__Source data__
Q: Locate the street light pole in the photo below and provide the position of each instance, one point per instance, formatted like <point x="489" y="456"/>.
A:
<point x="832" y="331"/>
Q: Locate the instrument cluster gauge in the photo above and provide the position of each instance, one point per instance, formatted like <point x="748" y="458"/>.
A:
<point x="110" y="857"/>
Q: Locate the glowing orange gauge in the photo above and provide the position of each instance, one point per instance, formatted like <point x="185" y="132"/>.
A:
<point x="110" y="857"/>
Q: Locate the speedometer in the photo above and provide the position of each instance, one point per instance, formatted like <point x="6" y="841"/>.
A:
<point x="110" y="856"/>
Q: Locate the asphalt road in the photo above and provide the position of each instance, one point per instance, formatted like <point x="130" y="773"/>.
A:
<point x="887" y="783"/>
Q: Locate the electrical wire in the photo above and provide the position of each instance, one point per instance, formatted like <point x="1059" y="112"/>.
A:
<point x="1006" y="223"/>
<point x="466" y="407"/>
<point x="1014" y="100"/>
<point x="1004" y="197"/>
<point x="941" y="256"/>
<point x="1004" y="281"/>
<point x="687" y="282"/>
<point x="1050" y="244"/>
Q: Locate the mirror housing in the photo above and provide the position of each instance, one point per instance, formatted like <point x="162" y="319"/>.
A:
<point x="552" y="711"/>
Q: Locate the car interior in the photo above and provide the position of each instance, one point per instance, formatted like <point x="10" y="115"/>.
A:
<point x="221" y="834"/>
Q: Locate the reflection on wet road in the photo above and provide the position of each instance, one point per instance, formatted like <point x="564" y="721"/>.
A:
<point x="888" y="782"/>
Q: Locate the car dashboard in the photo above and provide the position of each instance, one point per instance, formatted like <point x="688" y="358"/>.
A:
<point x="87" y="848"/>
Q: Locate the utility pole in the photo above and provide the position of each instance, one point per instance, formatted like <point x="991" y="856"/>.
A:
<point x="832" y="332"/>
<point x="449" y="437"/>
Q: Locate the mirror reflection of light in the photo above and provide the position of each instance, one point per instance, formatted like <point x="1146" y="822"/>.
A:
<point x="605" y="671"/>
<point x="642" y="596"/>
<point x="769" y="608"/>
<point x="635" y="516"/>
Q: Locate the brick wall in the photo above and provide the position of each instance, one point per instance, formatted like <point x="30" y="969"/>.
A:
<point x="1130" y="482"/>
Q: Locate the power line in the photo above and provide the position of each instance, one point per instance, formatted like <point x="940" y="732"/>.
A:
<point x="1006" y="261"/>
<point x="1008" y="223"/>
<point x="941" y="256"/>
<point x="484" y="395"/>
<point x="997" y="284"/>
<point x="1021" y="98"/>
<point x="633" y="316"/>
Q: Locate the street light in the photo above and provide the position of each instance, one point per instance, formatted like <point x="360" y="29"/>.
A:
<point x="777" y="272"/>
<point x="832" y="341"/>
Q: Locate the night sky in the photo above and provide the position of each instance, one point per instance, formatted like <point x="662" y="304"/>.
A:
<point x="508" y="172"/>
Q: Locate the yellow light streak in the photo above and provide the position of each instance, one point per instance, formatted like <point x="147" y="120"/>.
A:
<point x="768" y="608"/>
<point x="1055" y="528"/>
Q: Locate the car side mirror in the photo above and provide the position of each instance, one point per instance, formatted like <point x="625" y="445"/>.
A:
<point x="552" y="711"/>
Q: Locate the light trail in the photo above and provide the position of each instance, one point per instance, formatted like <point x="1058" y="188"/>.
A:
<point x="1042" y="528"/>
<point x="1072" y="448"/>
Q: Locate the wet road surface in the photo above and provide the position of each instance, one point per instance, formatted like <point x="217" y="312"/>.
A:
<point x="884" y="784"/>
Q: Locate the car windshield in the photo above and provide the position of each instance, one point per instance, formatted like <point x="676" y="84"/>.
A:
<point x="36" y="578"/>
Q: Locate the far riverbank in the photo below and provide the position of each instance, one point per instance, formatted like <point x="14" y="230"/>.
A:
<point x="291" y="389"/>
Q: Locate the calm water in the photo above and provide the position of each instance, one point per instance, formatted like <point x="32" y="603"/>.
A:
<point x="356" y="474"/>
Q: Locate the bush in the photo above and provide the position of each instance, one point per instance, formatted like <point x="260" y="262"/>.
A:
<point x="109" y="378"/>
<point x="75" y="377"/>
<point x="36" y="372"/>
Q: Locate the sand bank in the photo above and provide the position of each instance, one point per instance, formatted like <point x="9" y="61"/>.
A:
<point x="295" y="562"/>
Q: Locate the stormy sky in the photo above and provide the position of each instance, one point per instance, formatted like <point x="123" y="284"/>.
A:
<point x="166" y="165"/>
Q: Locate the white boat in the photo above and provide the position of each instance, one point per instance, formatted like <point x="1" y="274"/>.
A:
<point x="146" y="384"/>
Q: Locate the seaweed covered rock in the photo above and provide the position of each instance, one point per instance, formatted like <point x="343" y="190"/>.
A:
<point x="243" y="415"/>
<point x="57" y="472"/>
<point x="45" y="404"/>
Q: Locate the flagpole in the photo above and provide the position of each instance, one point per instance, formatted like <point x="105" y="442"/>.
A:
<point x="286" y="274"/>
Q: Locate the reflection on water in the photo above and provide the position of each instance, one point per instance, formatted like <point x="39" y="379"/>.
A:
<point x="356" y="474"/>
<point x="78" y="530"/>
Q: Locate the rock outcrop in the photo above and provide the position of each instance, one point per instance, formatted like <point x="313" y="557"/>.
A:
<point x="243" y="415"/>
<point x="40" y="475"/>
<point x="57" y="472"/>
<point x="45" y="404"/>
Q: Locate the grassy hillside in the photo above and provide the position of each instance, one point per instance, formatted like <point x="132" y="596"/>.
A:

__What to produce__
All that the answer may hold is the lines from the one with "Q: Locate the flagpole" through the end of the data, set down exactly as they appear.

__Answer section__
Q: Locate the flagpole in the photo above and provide the position of each instance, one point per instance, formatted like <point x="105" y="442"/>.
A:
<point x="286" y="274"/>
Q: Locate the reflection on water in the photo above and provide the position of each instance, one point per instance, formatted like <point x="39" y="379"/>.
A:
<point x="356" y="474"/>
<point x="78" y="530"/>
Q: Locate the rock outcrop in the photo above and provide the position of each instance, one point per instance, formatted like <point x="313" y="557"/>.
A:
<point x="243" y="415"/>
<point x="40" y="475"/>
<point x="57" y="472"/>
<point x="45" y="404"/>
Q: Locate the grassy hillside in the photo above and provide the position of each instance, one point per instance, formatted like <point x="132" y="596"/>.
A:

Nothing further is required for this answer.